*** Selected excerpt

Bringing back forgotten cemetery
Remains at N.E. Side site were moved
Beads of sweat dotted Daniel Winters’ cleanshaven head as he walked through an overgrown corner of the Northeast Side, seeking the former graves of his ancestors.
He squinted in the glare of the morning sun as his niece Melanie Winters Brooks and landscape architect Everett Fly followed him.
“My uncle and grandfather were in this area,” the 85-year-old retired electrical technician said, pointing beneath a grove of trees. “Cousin Bessie was over there.”
Wading through kneehigh grass and thorn brush, he gestured to a wooden stake tied with a strip of pink cloth jutting from a spot he said was the burial place of his
great-grandfather Amos Jackson, a former Buffalo Soldier. Winters hopes to mark other former gravesites in the coming months.
It’s a labor of love mixed with anger and despair.
The marked graves that were once here were summarily moved in 1986, without any notice to family members, and put into a single mass grave at Holy Cross Cemetery, about a mile away. No knows exactly why the remains were removed, but presumably this was to make way for development that never occurred.
The disinterment was discovered by Winters and his brothers when they arrived at the cemetery near Nacogdoches Road and Loop 1604 in the late 1980s. After that, the family was at odds over how to rectify the issue until Fly contacted them two years ago for help with another burial site.
African-American cemeteries were one of the anchors of rural settlements in San Antonio and across the South. They were popular gathering spots for families — not just for funerals but to maintain the grounds. The expansive green areas with giant shade trees also were places for major celebrations, including Juneteenth — commemorating June 19, 1865, the day that Union Gen. Gordon Granger arrived in Galveston to announce that slavery had ended.
Winters recalls that when he returned to San Antonio after serving with the Army in the Korean War, a relative would nudge him and say, “Let’s go work some graves.” With shovels and picks, they began a tradition of clearing away weeds in the shade of gnarled mesquite and oak trees where ancestors were buried.
Decades before heavy machinery carved away Anderson Road to build Loop 1604, grave markers at the neatly maintained cemetery were often dotted with fresh flowers. In the cemetery’s heyday, a funeral would see churchgoers in their Sunday finery, walking behind a horse-drawn carriage bearing the casket to the burial ground. It was a communitywide event. Today, spent shotgun shells and sun-bleached bones of longdead critters litter what was once the Winters-Jackson Family Cemetery.

******

▶ Directives
1) Quote the passage of the cemetery article that opens with the words containing "Decades before heavy" and closes with "Winters-Jackson Family Cemetery.".
2) Explain what the cemetery article identifies as the source of the anger and despair in Daniel Winters' work.
The material that follows comes from a separate source.

*** Collected material

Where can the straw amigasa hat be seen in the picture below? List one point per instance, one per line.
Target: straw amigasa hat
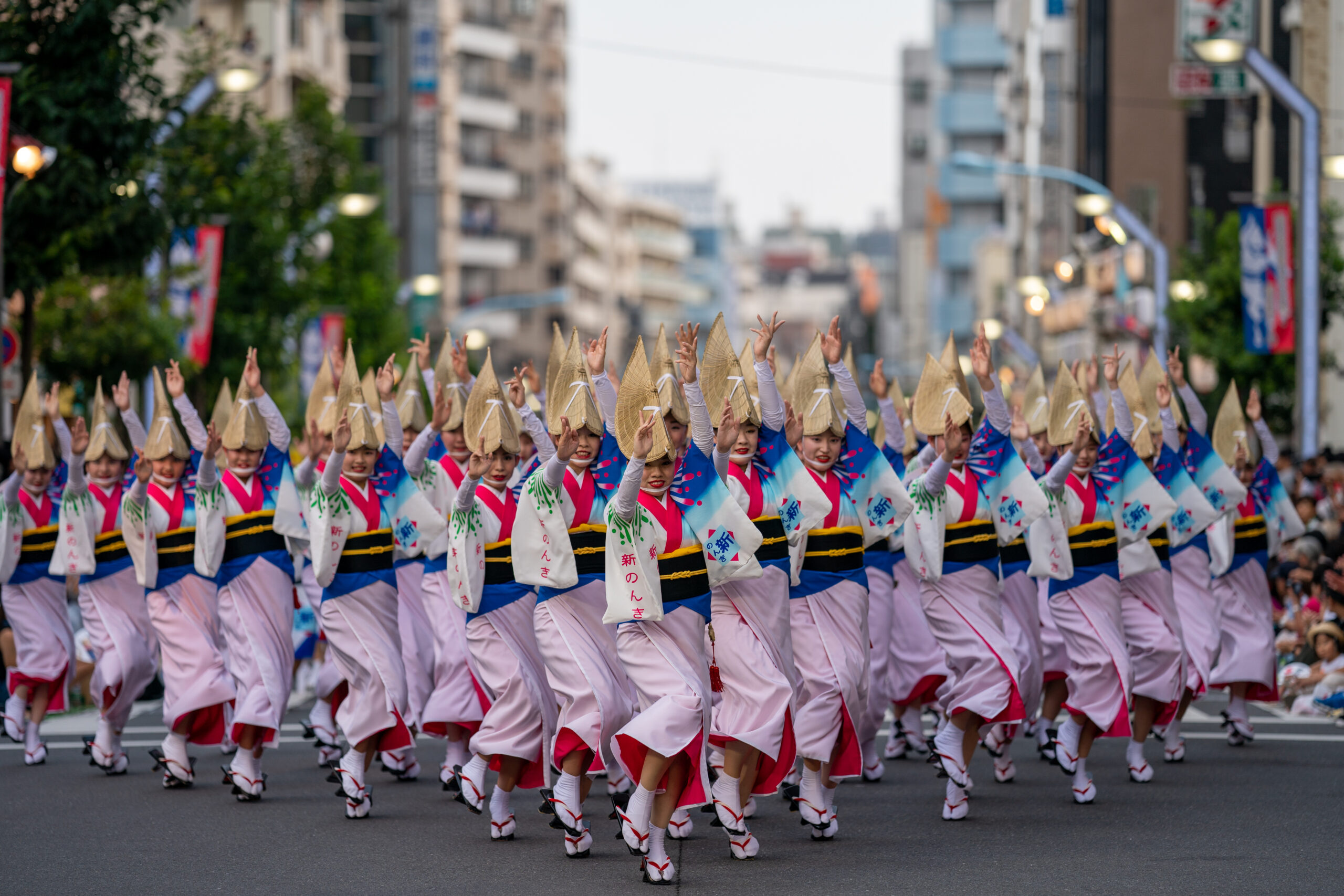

******

▶ Answers
1)
Decades before heavy machinery carved away Anderson Road to build Loop 1604, grave markers at the neatly maintained cemetery were often dotted with fresh flowers. In the cemetery’s heyday, a funeral would see churchgoers in their Sunday finery, walking behind a horse-drawn carriage bearing the casket to the burial ground. It was a communitywide event. Today, spent shotgun shells and sun-bleached bones of longdead critters litter what was once the Winters-Jackson Family Cemetery.

2) The marked graves at the family cemetery were moved in 1986 without any notice to family members. The remains were placed in a single mass grave at Holy Cross Cemetery, about a mile away.